WORK TASK 1
Decide whether each statement agrees with the CDC notice on vaping-associated lung illness below: (a) as of August 14, 2019, 30 cases of severe pulmonary disease had been reported to the Wisconsin Department of Health Services; (b) all of those cases had been confirmed; (c) tests for infectious causes came back positive in most patients. For each, answer yes or no and quote the words of the notice that decide it.
WORK TASK 2
The CDC notice on vaping-associated lung illness names several other symptoms that some patients reported. List them.
WORK TASK 3
Write the next part of the CDC notice on vaping-associated lung illness, starting after its final sentence.

*** Opening of EXCERPT PROVIDED ***

CDC Urges Clinicians to Report Possible Cases of Unexplained Vaping-associated Pulmonary Illness
The U.S. Centers for Disease Control and Prevention (CDC) is encouraging clinicians to report cases of significant respiratory illness of unclear etiology and a history of vaping to the appropriate state and/or local health department.
According to the CDC, as of August 14, 2019, 30 cases of severe pulmonary disease have been reported to the Wisconsin Department of Health Services (DHS). Using a case definition drafted by DHS, 15 cases are confirmed (ages 16-34 years) and 15 cases are still under investigation (ages 16-53 years). Patients presented with respiratory symptoms including cough, shortness of breath, and fatigue. Symptoms worsened over a period of days or weeks before admission to the hospital. Other symptoms reported by some patients included fever, chest pain, weight loss, nausea, and diarrhea. Chest radiographs showed bilateral opacities, and CT imaging of the chest demonstrated diffuse ground-glass opacities, often with sub-pleural sparing. Evaluation for infectious etiologies was negative among nearly all patients.

*** Close of EXCERPT PROVIDED ***
*** Opening of DATA EXTRACTS ***

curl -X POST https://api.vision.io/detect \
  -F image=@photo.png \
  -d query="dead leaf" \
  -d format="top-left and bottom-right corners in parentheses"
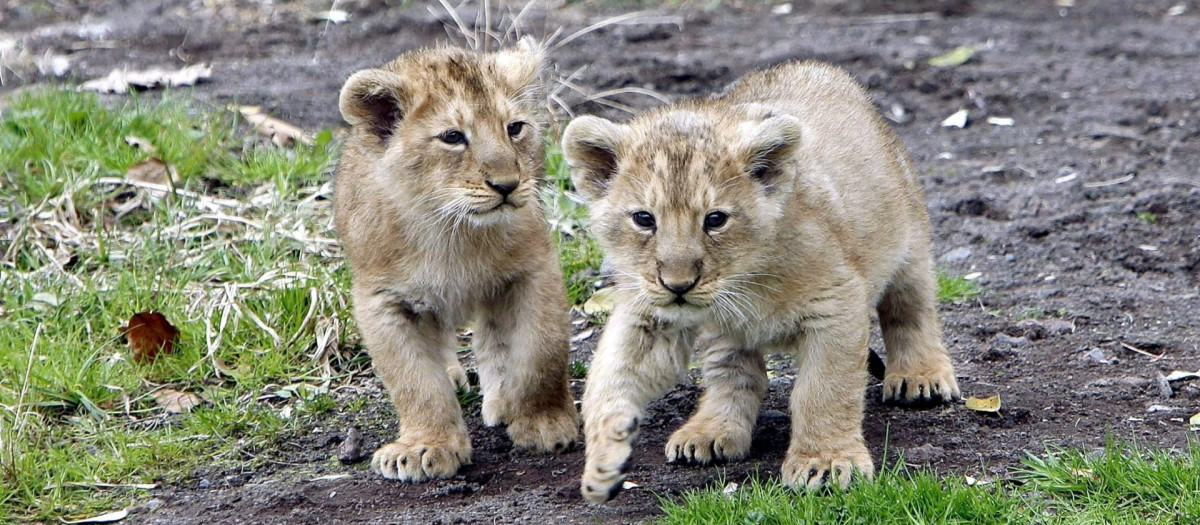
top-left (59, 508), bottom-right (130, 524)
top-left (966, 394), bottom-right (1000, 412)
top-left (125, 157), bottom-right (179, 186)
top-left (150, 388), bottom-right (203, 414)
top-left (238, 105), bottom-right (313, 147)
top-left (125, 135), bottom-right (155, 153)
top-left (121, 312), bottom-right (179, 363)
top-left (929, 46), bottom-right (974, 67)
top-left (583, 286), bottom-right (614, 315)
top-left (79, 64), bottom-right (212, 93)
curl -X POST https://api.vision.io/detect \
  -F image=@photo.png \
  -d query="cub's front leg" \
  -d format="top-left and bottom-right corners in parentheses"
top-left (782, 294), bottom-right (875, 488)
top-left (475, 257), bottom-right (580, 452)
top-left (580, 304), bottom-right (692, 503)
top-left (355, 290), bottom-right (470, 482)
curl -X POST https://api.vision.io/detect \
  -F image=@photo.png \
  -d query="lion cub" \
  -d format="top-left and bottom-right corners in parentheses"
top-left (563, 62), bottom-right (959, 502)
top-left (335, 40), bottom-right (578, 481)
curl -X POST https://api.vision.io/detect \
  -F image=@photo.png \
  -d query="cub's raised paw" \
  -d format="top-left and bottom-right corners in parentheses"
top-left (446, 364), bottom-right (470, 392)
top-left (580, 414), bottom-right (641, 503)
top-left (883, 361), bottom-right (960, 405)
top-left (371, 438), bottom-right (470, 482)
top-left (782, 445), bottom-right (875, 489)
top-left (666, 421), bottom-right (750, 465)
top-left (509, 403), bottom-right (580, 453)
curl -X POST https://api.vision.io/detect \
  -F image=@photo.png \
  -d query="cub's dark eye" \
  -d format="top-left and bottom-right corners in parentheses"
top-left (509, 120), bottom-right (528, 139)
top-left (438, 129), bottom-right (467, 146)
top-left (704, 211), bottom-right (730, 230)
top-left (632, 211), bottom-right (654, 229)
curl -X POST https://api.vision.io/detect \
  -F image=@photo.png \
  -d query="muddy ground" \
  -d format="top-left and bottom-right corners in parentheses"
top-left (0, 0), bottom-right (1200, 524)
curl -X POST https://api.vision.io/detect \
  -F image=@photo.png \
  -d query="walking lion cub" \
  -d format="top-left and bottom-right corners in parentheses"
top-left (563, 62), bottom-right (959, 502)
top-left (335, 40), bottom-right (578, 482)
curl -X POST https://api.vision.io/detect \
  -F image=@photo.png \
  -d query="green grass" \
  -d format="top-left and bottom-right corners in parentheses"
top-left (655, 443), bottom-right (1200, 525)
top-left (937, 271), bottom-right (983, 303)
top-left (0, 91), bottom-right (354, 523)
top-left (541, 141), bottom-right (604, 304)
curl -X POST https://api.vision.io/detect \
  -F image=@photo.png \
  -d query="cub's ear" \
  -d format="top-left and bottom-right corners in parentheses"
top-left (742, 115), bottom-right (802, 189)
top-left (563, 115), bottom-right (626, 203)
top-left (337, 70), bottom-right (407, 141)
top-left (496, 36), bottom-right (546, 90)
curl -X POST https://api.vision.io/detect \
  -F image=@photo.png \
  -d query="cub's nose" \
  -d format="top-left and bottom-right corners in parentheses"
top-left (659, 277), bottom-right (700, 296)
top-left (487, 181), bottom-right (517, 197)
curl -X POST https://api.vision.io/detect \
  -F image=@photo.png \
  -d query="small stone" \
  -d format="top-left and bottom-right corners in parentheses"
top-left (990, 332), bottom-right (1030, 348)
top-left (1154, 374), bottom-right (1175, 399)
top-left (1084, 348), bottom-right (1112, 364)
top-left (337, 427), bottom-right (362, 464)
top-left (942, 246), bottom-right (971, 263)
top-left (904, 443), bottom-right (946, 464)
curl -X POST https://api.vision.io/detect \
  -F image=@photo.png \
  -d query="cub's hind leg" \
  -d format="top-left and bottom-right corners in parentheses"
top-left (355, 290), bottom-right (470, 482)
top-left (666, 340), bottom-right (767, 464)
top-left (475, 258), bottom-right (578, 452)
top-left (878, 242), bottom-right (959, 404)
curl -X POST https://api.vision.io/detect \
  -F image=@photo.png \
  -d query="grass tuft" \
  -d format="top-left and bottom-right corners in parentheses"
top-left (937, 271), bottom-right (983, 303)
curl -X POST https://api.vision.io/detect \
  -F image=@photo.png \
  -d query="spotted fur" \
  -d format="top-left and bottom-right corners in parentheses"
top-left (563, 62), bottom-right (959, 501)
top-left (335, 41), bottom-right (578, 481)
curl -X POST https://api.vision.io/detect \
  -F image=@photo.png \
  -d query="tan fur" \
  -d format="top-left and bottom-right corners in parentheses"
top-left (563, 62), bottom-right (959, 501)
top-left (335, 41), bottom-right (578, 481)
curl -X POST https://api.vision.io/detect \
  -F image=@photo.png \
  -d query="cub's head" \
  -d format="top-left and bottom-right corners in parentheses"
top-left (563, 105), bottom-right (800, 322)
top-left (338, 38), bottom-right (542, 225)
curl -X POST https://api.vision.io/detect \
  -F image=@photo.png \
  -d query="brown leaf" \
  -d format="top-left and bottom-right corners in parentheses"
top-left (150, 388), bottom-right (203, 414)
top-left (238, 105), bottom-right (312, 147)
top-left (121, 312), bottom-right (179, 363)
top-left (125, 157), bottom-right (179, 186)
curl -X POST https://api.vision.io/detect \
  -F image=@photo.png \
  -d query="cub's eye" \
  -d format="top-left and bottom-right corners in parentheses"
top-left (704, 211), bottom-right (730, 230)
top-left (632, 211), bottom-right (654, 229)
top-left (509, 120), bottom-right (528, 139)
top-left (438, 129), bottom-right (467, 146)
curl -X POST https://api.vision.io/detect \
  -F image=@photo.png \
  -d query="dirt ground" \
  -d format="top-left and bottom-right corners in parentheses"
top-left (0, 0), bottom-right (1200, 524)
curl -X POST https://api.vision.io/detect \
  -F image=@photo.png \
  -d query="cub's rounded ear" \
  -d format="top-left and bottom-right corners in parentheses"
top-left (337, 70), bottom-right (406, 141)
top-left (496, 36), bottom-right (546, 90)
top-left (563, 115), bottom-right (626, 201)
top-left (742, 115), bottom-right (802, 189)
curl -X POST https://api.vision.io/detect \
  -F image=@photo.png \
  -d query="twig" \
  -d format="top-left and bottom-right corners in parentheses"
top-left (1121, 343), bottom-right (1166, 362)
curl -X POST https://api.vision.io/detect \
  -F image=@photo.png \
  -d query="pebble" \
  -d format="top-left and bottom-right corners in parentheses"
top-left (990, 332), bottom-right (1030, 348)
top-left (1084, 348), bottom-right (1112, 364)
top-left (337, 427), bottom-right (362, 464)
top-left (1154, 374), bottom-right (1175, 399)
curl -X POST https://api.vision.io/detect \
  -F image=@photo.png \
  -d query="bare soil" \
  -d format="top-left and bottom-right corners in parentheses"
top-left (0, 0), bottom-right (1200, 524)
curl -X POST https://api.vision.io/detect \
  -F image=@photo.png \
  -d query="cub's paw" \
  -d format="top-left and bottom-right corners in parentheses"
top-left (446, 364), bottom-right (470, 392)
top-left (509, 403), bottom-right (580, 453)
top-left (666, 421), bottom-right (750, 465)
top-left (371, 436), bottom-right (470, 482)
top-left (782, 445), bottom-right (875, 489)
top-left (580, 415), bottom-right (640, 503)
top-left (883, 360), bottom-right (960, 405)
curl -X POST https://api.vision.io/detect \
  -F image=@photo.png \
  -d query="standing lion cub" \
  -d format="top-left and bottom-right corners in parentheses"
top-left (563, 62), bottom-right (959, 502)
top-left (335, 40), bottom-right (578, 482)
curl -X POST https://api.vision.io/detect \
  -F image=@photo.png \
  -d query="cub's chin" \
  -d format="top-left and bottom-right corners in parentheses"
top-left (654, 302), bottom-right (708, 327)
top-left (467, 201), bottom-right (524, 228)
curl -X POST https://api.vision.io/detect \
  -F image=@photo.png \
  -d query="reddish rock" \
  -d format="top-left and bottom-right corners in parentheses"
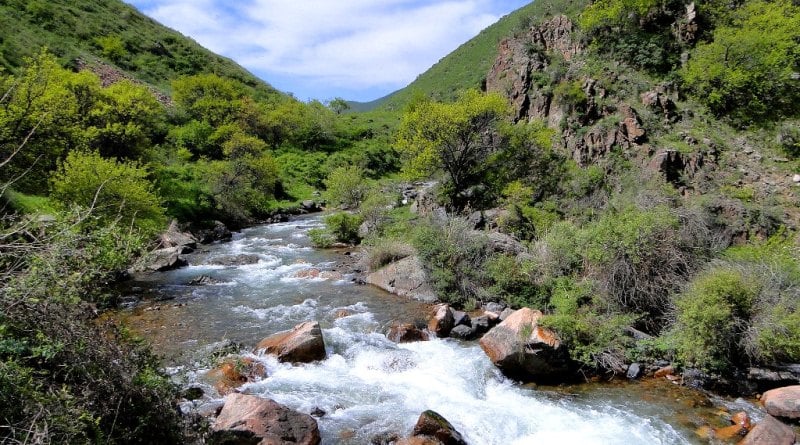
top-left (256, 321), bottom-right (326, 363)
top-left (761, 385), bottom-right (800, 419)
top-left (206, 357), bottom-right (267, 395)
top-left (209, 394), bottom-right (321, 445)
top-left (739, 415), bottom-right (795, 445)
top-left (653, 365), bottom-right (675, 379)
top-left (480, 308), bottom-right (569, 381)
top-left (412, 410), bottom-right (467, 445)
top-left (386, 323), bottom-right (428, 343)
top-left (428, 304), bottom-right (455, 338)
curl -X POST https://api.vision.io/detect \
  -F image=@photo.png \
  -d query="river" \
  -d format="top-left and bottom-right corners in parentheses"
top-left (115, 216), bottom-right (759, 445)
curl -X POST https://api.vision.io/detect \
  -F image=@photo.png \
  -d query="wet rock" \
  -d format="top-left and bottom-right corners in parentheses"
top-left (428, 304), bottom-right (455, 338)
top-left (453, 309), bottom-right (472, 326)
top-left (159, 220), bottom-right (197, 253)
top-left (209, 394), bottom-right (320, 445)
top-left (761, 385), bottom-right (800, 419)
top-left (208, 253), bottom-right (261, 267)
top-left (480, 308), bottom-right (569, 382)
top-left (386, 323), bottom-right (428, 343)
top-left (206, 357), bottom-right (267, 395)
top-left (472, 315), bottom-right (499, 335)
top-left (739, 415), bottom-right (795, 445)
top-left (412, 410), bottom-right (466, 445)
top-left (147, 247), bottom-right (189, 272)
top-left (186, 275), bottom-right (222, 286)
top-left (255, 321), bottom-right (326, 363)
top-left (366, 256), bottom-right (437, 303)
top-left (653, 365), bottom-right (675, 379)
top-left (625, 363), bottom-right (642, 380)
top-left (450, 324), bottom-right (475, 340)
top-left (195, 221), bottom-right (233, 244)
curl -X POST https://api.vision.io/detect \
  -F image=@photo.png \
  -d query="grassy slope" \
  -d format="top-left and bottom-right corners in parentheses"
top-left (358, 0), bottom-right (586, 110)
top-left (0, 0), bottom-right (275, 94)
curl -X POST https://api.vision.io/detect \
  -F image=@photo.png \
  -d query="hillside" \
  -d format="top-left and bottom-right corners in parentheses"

*** Close of DATA EXTRACTS ***

RESPONSE AREA 1
(a) Yes: "as of August 14, 2019, 30 cases of severe pulmonary disease have been reported to the Wisconsin Department of Health Services (DHS)"
(b) No: "15 cases are confirmed (ages 16-34 years) and 15 cases are still under investigation (ages 16-53 years)"
(c) No: "Evaluation for infectious etiologies was negative among nearly all patients."

RESPONSE AREA 2
fever, chest pain, weight loss, nausea, diarrhea

RESPONSE AREA 3
Some patients experienced progressive respiratory compromise requiring mechanical ventilation but subsequently improved with corticosteroids. All patients reported “vaping” (i.e., use of e-cigarette devices to aerosolize substances for inhalation) in the weeks and months prior to hospital admission. Many have acknowledged recent use of tetrahydrocannabinol (THC)-containing products while speaking to healthcare personnel or in follow-up interviews by health department staff; however, no specific product has been identified by all cases, nor has any product been conclusively linked to this clinical syndrome. DHS is working with the Wisconsin State Lab of Hygiene and the U.S. Food and Drug Administration to investigate the possible cause of these illnesses by testing patient specimens and vaping products.